(Natural-language object grounding data)
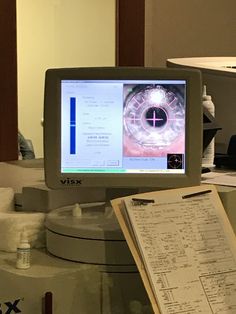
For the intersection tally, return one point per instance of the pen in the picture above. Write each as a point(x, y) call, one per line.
point(197, 194)
point(142, 200)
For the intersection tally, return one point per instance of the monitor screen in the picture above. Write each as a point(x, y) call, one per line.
point(122, 127)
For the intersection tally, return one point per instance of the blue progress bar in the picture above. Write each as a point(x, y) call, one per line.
point(72, 125)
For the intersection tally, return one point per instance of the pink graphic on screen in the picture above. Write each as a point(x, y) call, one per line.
point(154, 120)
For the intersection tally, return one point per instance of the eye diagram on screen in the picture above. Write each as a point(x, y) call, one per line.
point(154, 120)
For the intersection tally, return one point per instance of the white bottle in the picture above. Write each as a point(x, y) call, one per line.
point(209, 152)
point(23, 252)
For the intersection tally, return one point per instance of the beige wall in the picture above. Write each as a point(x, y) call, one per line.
point(58, 33)
point(189, 28)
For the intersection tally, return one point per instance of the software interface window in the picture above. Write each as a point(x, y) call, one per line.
point(123, 126)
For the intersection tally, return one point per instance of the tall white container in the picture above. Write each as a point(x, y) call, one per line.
point(209, 152)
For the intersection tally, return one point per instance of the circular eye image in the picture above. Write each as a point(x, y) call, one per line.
point(154, 119)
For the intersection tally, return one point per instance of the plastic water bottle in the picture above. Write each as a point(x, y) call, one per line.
point(209, 152)
point(23, 252)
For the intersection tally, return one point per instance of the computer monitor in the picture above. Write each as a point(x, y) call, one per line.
point(119, 127)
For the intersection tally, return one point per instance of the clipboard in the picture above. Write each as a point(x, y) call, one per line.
point(184, 248)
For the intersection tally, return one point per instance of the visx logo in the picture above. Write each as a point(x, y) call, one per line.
point(10, 307)
point(69, 181)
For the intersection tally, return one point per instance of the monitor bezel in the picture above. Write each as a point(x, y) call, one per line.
point(52, 128)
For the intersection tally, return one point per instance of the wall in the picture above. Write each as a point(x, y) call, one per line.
point(189, 28)
point(57, 33)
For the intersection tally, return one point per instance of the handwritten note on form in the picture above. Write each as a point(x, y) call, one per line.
point(185, 250)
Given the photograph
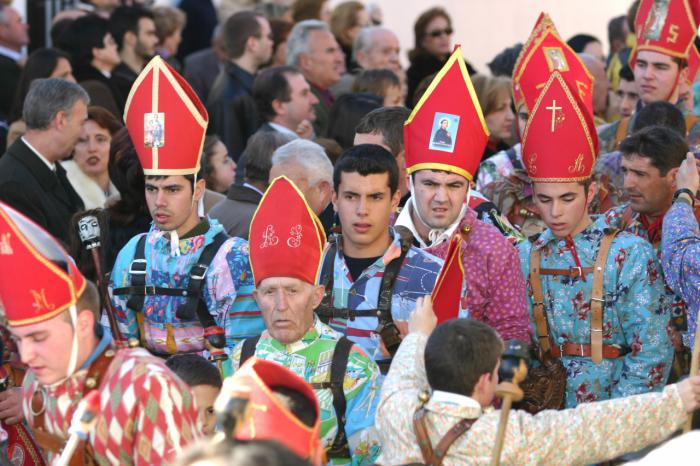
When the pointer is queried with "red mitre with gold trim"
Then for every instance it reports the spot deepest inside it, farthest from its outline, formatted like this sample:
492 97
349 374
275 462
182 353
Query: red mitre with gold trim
667 27
268 418
166 121
447 292
550 53
447 131
286 238
560 143
38 279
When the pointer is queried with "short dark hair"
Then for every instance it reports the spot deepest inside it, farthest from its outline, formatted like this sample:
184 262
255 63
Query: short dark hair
126 19
237 29
458 352
269 85
194 370
388 121
367 159
664 146
660 113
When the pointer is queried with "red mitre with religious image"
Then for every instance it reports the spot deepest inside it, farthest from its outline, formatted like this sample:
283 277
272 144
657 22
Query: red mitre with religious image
38 279
166 121
550 53
268 418
667 27
447 292
560 143
286 238
447 131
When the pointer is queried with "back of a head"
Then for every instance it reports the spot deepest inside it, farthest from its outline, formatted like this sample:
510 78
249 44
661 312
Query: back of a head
458 352
389 122
660 113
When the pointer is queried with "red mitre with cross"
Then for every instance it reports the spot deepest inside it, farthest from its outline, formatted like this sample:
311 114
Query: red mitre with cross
447 292
38 279
667 27
447 131
286 238
166 121
560 143
550 53
268 418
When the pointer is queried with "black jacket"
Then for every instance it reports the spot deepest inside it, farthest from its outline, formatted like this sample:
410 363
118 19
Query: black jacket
29 186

Requirement.
Copy out all the entries exactly. Images stay out of the copy.

Task response.
For the intersection tally, return one point per instance of the pen in the picture above. Write each as a point(x, y) call, one per line.
point(197, 194)
point(142, 200)
For the intersection tally, return one point per instance of the monitor screen in the picture above. Write each as a point(x, y) call, one per line.
point(122, 127)
For the intersection tally, return one point per instance of the blue progress bar in the picture above. Write each as a point(x, y) call, one per line.
point(72, 125)
For the intersection tally, return one point per instance of the pink graphic on screen in the picture above. Write each as a point(x, y) call, one per line.
point(154, 120)
For the intersection tally, return one point per instance of the eye diagram on screen in the picture above. Write each as a point(x, y) call, one per line.
point(154, 120)
For the intersection tally, return one point per instance of the white bottle in the picture above. Write each as a point(x, y) call, one per line.
point(209, 152)
point(23, 252)
For the intersection tally, return one point per instance of the beige wall in the picture above. Write each as a point(x, y) call, one per line.
point(58, 33)
point(189, 28)
For the intersection tally, return one point per instance of the software interface window in the picture above. Write each as a point(x, y) call, one per line.
point(123, 126)
For the intersection tally, return one point per instance of the tall white container in the picture above. Write each as a point(x, y) call, one per line.
point(209, 152)
For the intersection tally, return one point per instance of the circular eye image in the picture above. Write each as a point(x, y) call, one per line.
point(154, 119)
For the intersection tally, return one point per instance of the plastic water bottle in the picture above. Write each as a point(x, y) call, one per line.
point(209, 152)
point(23, 252)
For the intersection tally, return one point per instance of the computer monitor in the picture above. Write each as a point(x, y) call, one per line.
point(119, 127)
For the intersection tally, return one point per instance of the clipboard in the picture above. Write each as a point(x, y) call, one per line.
point(184, 248)
For the intersection tally, return one point per instance of the visx logo in the picture above. Write each as a point(x, y) call, one per line.
point(10, 307)
point(69, 181)
For the intersection tally, return one point per instance of the monitor bezel in the picture above. Write each as a point(x, y) call, one per line.
point(52, 128)
For the intersection tally, return one point per instance of the wall in the picture above. Write each as a point(x, y) call, one per line.
point(189, 28)
point(57, 33)
For the intersection tally, return one point per instance of the handwritten note on form in the picture above. Write each as a point(x, y) call, one per line.
point(185, 250)
Given the photograph
When the pointer is queried with "red mitre with gold trim"
Then for every instance it reports the spot deepest inside it, farthest from its outline, formatted like this sample:
492 97
349 374
275 462
182 353
Query: red mitre with gold trim
667 27
268 418
166 121
447 292
550 53
447 131
286 238
560 143
38 279
When the pointer is queried with "short dark hair"
Then for every instance it reports the spot deepest inside it, farthest from its outline, formatted like this sample:
184 262
255 63
Query: short dark hair
126 19
237 29
458 352
269 85
194 370
388 121
367 159
664 146
660 113
When the pointer is queried with "red mitre with religious image"
Then for every instance it reports the spot deepest inside it, farthest from its outline, formatted like this sample:
283 277
272 144
657 22
Query: red mitre with religious image
38 279
166 121
550 53
268 418
667 27
447 292
560 143
286 238
447 131
When the pointer is queried with "back of a head"
Then for every instance it reports the spot deepest inside it, farthest from its outline, formatted like this sample:
510 78
249 44
661 312
Query: back of a head
458 352
389 122
660 113
When the pointer is queried with "red mitre with cross"
Then for every instance it reports the spot deepest inside it, farthest from its outline, formatted like this sample:
311 114
Query: red mitre with cross
447 292
38 279
667 27
447 131
286 238
166 121
560 143
550 53
268 418
When the pointer is queried with "black jacket"
Then for every instance it reports the spot deepest inside it, farthest from its outline, formatted like this sample:
410 363
118 19
Query: black jacket
29 186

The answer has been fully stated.